> _WRITTEN REQUEST_: Quote exactly, and only, the lines from the one with "like (533, 254)." through the end of the listing.

* start DATASET ROWS *

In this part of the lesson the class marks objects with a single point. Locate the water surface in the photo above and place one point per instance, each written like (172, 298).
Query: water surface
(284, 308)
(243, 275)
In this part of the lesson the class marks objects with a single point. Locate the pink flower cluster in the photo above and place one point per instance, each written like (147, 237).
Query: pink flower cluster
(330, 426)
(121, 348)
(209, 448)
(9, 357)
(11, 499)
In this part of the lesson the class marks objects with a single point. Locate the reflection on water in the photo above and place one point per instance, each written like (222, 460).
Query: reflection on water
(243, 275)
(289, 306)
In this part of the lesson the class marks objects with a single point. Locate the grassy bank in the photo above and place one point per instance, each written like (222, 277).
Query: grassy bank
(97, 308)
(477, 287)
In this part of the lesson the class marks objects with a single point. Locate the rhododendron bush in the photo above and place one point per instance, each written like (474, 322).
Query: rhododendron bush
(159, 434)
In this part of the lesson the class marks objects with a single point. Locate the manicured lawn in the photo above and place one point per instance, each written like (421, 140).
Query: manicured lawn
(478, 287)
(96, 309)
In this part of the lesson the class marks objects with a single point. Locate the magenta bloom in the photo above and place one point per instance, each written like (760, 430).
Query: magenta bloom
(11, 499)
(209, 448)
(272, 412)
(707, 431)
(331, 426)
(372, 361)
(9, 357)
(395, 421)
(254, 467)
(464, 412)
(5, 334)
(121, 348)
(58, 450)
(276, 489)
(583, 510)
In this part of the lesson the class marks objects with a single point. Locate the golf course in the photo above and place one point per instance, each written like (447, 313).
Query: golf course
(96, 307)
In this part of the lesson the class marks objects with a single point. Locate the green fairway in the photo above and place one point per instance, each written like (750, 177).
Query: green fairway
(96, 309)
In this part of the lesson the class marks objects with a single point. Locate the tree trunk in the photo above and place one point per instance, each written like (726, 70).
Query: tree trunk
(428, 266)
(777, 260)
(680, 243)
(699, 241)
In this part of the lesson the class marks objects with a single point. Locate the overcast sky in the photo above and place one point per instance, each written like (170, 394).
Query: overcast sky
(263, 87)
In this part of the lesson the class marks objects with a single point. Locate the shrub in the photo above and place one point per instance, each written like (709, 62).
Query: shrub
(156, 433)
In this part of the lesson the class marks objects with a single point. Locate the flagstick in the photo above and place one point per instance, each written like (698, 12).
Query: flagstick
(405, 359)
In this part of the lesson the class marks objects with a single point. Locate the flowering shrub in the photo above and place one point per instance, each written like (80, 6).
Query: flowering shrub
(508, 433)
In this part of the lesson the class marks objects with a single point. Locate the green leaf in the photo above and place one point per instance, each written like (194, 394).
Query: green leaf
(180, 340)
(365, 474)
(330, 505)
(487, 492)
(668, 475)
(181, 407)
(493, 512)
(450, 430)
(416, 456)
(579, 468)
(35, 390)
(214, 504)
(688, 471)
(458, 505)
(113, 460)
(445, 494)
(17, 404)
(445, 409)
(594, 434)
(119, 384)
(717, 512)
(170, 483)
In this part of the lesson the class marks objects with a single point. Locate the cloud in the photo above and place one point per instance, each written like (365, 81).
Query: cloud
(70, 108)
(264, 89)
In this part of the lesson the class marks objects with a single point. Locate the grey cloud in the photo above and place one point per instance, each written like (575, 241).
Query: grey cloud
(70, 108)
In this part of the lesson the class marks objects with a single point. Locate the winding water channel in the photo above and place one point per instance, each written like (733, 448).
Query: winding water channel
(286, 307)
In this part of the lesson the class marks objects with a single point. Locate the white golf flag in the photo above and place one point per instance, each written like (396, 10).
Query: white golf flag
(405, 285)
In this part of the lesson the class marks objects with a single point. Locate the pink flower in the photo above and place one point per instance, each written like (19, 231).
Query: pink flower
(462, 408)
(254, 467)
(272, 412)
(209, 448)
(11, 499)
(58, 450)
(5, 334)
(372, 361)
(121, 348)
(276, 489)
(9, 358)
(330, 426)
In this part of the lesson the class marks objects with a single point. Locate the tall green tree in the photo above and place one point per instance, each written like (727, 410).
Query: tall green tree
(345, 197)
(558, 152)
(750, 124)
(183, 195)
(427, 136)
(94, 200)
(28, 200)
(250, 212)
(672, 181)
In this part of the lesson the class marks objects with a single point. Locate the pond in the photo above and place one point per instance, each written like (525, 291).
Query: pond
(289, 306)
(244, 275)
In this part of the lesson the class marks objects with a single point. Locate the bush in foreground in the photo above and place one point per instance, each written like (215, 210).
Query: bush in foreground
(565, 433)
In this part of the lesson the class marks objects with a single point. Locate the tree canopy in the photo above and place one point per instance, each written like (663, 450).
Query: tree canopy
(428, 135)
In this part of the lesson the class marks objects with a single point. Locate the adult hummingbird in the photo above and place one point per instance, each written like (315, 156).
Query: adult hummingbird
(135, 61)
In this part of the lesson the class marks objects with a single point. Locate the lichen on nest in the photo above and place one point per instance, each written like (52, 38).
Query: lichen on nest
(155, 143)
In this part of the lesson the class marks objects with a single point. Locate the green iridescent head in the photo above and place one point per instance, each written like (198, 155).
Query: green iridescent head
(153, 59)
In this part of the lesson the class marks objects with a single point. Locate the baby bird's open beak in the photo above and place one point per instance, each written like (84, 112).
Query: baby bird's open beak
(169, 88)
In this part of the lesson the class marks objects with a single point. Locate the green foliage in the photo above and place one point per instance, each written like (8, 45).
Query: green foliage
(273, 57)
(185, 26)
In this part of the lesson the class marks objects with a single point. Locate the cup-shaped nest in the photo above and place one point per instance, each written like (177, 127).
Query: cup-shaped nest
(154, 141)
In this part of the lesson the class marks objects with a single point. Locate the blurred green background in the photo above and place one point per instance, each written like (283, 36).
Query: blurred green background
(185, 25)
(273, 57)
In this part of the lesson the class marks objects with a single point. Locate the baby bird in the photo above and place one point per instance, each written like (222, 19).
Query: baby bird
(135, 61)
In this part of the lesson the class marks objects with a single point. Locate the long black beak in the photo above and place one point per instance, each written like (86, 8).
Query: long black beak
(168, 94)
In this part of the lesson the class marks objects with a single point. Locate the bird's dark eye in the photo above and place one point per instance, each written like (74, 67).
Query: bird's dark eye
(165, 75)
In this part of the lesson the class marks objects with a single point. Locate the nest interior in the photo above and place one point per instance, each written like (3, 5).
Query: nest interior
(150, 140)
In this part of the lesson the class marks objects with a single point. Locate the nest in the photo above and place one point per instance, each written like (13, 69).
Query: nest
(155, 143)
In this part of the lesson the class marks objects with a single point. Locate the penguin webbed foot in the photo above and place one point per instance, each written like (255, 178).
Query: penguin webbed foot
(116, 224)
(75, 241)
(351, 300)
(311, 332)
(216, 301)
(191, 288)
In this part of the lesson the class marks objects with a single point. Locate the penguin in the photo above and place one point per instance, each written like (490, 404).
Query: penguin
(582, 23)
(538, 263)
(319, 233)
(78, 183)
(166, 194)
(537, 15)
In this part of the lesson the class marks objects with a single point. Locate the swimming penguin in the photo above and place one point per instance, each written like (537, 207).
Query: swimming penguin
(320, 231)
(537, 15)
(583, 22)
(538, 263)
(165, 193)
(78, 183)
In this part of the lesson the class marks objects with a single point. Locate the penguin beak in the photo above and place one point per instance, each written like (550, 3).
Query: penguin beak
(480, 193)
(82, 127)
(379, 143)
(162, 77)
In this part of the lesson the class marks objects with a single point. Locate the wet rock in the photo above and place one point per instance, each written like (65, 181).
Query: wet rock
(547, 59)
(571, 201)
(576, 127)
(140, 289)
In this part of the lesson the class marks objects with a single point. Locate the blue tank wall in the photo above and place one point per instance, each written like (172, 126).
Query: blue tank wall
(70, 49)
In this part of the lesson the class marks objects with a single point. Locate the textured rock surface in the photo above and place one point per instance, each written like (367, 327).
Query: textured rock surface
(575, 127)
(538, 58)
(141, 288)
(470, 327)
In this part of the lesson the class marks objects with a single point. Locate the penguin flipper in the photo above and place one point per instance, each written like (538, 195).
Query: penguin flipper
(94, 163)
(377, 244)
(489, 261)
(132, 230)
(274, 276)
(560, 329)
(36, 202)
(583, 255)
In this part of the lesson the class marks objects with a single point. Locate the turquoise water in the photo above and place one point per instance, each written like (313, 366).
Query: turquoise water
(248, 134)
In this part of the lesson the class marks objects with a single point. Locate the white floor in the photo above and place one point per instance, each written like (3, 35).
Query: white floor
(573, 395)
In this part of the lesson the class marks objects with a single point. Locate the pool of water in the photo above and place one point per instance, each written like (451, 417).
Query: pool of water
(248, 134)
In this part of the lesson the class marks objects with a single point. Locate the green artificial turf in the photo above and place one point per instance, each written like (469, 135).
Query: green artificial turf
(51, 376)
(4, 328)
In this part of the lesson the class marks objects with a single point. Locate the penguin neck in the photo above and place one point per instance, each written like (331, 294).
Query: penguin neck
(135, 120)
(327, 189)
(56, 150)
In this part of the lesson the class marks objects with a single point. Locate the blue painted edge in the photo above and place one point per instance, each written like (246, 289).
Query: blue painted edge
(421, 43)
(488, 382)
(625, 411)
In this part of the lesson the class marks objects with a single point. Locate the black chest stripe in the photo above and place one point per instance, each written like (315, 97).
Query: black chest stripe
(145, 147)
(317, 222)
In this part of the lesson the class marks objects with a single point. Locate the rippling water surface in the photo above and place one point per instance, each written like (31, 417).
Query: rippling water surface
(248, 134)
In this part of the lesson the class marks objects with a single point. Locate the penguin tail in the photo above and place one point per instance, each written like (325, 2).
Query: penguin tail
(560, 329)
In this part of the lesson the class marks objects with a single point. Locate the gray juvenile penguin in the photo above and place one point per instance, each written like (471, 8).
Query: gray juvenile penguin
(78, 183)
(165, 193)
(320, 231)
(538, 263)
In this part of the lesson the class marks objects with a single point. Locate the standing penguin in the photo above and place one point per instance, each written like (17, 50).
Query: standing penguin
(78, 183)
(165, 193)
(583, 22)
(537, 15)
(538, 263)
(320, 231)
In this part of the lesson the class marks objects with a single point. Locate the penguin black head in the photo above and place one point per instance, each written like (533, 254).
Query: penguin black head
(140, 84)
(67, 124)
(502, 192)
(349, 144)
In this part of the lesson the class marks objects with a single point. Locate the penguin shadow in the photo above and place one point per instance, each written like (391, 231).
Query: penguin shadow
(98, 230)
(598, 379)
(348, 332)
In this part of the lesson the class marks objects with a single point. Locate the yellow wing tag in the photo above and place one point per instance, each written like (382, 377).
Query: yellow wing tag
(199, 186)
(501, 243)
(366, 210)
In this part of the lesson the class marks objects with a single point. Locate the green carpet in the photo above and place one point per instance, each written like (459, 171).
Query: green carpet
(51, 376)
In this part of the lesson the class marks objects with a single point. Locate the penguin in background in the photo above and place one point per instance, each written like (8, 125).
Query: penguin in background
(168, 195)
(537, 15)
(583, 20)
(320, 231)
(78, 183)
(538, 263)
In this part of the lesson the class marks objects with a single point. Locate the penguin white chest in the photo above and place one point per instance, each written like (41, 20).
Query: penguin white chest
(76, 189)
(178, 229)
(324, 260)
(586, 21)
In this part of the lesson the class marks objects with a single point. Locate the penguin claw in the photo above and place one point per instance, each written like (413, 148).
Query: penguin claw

* end DATASET ROWS *

> _WRITTEN ANSWER_:
In this part of the lesson the class marks objects with a single point. Locate the penguin black head in the photo above and place one point per instance, each written like (533, 254).
Query: penguin black head
(140, 84)
(67, 124)
(502, 192)
(349, 144)
In this part of the lesson the class marks objects with a single point. Locate the penguin shadow in the photo above and place one point per instance, each written like (391, 231).
Query: penguin shadow
(98, 230)
(598, 379)
(348, 332)
In this part of the lesson the class marks objects with a single point. Locate the yellow wing tag in the photo above and place one point per instance, each written like (382, 377).
Query: yellow wing tag
(199, 186)
(501, 243)
(366, 210)
In this part of the lesson the class marks objects with a single point. Locate the green carpet in the photo above and place one point per instance, each written like (459, 171).
Query: green carpet
(51, 376)
In this part of the lesson the class marks objects with a single point. Locate the penguin in background in the photo above and place one point per instance, each written like (8, 125).
Query: penguin in background
(168, 195)
(537, 15)
(583, 20)
(320, 231)
(78, 183)
(538, 263)
In this part of the lesson the class marks objects with a single point. Locate the penguin white chest in the photo above and place one point per instance, each written like (41, 20).
Query: penguin white chest
(76, 189)
(178, 229)
(324, 260)
(586, 21)
In this part of the lesson the class marks objects with a single point. Locate the penguin claw in the photo above and place one point per instance, each written like (413, 148).
Query: penguin claw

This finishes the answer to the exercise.